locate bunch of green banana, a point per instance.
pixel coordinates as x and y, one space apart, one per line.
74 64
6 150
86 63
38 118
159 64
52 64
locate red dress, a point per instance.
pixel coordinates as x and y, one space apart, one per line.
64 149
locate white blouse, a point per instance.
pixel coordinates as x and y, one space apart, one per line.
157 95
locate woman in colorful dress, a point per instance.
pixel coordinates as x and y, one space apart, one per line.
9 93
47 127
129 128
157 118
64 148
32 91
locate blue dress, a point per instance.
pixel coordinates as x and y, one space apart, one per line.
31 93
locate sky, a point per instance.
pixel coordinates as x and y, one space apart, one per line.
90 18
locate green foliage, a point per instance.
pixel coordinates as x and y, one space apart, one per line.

EXERCISE
Copy every line of the material above, requests included, and shift each pixel coordinate in the answers by adding 103 to both its x and its y value.

THE ANSWER
locate bunch of green banana, a point per instance.
pixel coordinates as x and y, one space apart, one per line.
177 167
109 253
189 166
141 221
262 167
155 167
locate red dress, a point per instance.
pixel coordinates as x and y, one space apart, one per line.
167 252
locate white blouse, a point per instance.
pixel coordinates as x and y, one space apart, one per line.
260 198
locate woman in colorful dress, a point per instance.
pixel coordinates as x and y, one space apart, one per line.
112 196
150 230
232 231
260 221
167 251
135 194
locate blue dress, a point per instance.
pixel coordinates as x and y, one space apart, one per line.
134 196
locate sky, a point per instance.
pixel coordinates as x and y, one space apart, one per line.
193 121
locate green foliage, a point per instance.
pixel coordinates as x and y, one space apart, one per line.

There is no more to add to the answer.